** WHAT YOU ARE ASKED TO DO **
Convert each line of the material below into a JSON list of strings, one string per line, skipping blank lines and leaving out the pictures.

** DATASET ENTRIES **
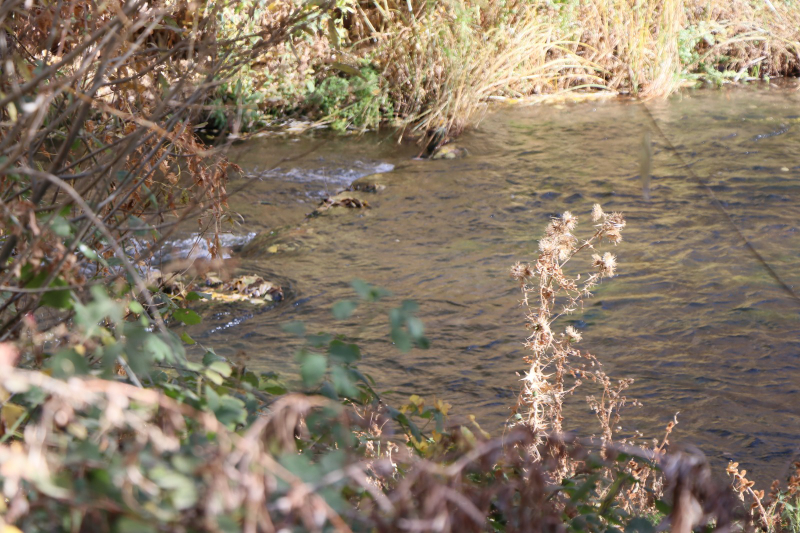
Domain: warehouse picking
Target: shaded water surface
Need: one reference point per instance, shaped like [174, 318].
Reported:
[692, 315]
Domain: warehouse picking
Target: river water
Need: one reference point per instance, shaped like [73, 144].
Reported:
[693, 316]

** CORRECT RESPONSE **
[
  "Domain: warehouse picking",
  "Target: shaded water surface",
  "Need: one reference point per instance, shaped like [174, 318].",
  "Reported:",
  "[692, 315]",
  "Domain: warehouse picking",
  "Target: river water",
  "Need: one reference point per instance, shaped like [73, 144].",
  "Reported:",
  "[693, 316]"
]